SELECTED EXCERPT –

=-=-=

The resolution is new to all but Kraft Heinz, where As You Sow withdrew after a procedural challenge.

Food Animals

The Humane Society of the U.S. (HSUS) asked Ingles Markets, a grocery store chain in the American South, to provide more information on its plans to sell only cage-free eggs; it received 7.7 percent support on February 15. Other issues that previously have come up at other companies address the use of leather and the pork supply chain.

At Levi Strauss, People for the Ethical Treatment of Animals (PETA) wants a report “on the slaughter methods used to procure leather to determine whether they conform to this policy. The report should also address the risks presented by any incompatible sourcing and the company’s plans, if any, to mitigate these risks.”


MCDONALD’S BREAKS ANIMAL WELFARE PLEDGE—NOW FACES BOARD BATTLE


LESLIE SAMUELRICH

President, Green Century Capital Management

On February 20, 2022, McDonald’s confirmed that Carl Icahn nominated both Maisie Ganzler and me for the company’s board of directors in response to McDonald’s failure to meet a public pledge it made 10 years ago to end the egregiously cruel and controversial practice of pig gestation crates by this year. McDonald’s falsely maintains it’s making progress towards this goal when sows in their supply chain are still immobilized in tiny stalls, not much bigger than their bodies, for several weeks of each pregnancy. They can’t even turn around, and it’s months of confinement in a tiny cage.


HSUS wants Wendy’s to report within three months to

confirm the individual crate confinement of gestating pigs will be eliminated from its North American supply by the end of 2022. If Wendy’s cannot so confirm, shareholders request: 1) its percentage of gestation crate-free pork, and 2) risks Wendy’s may face over the disparity between its gestation crate assurances and the use of crates beyond 2022.

HSUS has filed a similar proposal at McDonald’s, where billionaire Carl Icahn is backing dissident directors because he is dissatisfied about what he sees as a lack of progress in implementing the company’s policy to phase out gestation crates for pigs.

=-=-=

INFORMATION SHOWN –
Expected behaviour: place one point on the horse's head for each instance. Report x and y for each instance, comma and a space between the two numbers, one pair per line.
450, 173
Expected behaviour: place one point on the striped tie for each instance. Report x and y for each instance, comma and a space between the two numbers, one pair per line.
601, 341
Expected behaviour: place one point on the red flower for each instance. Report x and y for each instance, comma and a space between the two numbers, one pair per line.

=-=-=

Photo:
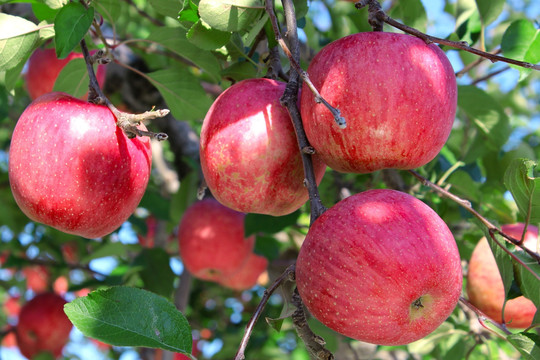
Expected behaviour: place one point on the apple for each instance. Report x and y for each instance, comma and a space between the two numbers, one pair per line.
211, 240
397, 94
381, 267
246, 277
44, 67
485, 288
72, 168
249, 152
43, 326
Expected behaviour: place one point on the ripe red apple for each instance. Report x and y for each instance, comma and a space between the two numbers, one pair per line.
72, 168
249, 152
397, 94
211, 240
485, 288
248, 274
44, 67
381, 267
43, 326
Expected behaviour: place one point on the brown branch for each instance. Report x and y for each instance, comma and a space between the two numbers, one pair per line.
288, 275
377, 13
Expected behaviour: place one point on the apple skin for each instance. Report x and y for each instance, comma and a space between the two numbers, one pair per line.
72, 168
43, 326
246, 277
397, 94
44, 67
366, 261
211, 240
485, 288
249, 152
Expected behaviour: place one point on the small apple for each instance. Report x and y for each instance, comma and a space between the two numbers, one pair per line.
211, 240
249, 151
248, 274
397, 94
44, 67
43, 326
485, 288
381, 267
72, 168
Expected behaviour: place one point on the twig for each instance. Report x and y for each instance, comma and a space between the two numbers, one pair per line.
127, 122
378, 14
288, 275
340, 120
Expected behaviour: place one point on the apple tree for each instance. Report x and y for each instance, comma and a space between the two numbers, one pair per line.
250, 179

=-=-=

TASKS TO PERFORM –
**1)** Copy everything in the passage on animal welfare shareholder proposals from "HSUS has filed" down to "crates for pigs.", but switch "billionaire" to "activist investor".
**2)** In the passage on animal welfare shareholder proposals, what level of support did the HSUS cage-free egg proposal at Ingles Markets receive?
**3)** Extend the passage on animal welfare shareholder proposals, picking up right after its last sentence.

ANSWERS TO THE EXERCISES –
**1)**
HSUS has filed a similar proposal at McDonald’s, where activist investor Carl Icahn is backing dissident directors because he is dissatisfied about what he sees as a lack of progress in implementing the company’s policy to phase out gestation crates for pigs.

**2)** 7.7 percent, on February 15.

**3)**
SEC challenges: Levi’s and Wendy’s have lodged challenges at the SEC. Levi Strauss says it concerns ordinary business because it addresses specific products—an argument that has prevailed in similar cases before. Wendy’s says its December 2021 plan to end the use of hog gestation crates by the end of 2022 makes the proposal moot, and also that the proposal is an ordinary business issue since it would involve a product-specific risk assessment. HSUS earlier had withdrawn a similar proposal at Wendy’s in 2012 but this year expresses skepticism that progress is being made.

Mining

Green Century is the lead proponent on a new proposal at Chemours about mining in northern Florida. It asks for a report on “material climate, regulatory, and reputational risks” that might occur were the company to acquire a titanium mining project, Twin Pines Minerals, located near the Okefenokee National Wildlife Refuge. The refuge’s 400,000 protected acres host “the largest refuge in the eastern United States and home to hundreds of plant and animal species” Green Century notes, storing “the equivalent of 95 million tons of carbon dioxide.” The proposal asks for a report

assessing the benefits and drawbacks of committing not to engage in titanium mining, nor to purchase titanium mined by others, near the Okefenokee National Wildlife Refuge, and assessing the financial and reputational risks to the company associated with such development or procurement.